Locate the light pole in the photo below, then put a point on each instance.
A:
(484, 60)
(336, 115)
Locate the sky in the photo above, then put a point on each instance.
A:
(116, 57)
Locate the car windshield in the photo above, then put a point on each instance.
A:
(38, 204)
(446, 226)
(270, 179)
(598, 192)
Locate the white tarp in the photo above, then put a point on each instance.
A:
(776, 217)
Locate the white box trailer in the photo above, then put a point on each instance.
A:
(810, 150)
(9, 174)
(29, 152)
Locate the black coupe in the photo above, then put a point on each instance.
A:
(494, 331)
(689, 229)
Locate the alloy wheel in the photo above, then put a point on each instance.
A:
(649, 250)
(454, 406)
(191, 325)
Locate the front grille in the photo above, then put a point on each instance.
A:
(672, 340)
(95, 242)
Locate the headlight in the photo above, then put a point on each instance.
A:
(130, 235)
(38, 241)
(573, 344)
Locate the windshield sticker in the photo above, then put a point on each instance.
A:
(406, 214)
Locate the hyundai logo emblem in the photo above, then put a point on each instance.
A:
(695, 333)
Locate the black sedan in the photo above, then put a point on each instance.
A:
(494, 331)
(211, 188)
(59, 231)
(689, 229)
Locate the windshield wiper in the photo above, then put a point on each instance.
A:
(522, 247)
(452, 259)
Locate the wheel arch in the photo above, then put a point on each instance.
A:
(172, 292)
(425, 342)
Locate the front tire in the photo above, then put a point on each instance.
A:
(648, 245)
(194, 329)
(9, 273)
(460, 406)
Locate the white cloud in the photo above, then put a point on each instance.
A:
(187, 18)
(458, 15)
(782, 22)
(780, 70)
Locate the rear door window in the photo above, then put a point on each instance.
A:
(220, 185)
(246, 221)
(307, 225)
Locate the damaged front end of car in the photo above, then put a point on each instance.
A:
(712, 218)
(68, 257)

——————

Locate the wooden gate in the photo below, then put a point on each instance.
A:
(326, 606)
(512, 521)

——————

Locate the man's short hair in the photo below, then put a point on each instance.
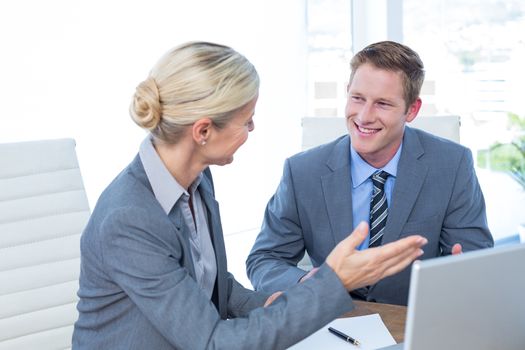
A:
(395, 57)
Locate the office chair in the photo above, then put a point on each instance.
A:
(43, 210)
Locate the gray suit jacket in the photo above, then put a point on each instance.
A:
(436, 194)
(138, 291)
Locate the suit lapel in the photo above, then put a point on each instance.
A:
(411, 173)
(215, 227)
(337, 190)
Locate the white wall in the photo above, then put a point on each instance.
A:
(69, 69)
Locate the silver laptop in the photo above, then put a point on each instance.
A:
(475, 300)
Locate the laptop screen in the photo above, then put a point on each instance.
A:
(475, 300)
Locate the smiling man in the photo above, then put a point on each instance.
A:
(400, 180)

——————

# [AIM OF THE EXERCISE]
How many lines in the entries above contain the word "wheel"? Reply with the number only.

# [ANSWER TO THIS TASK]
2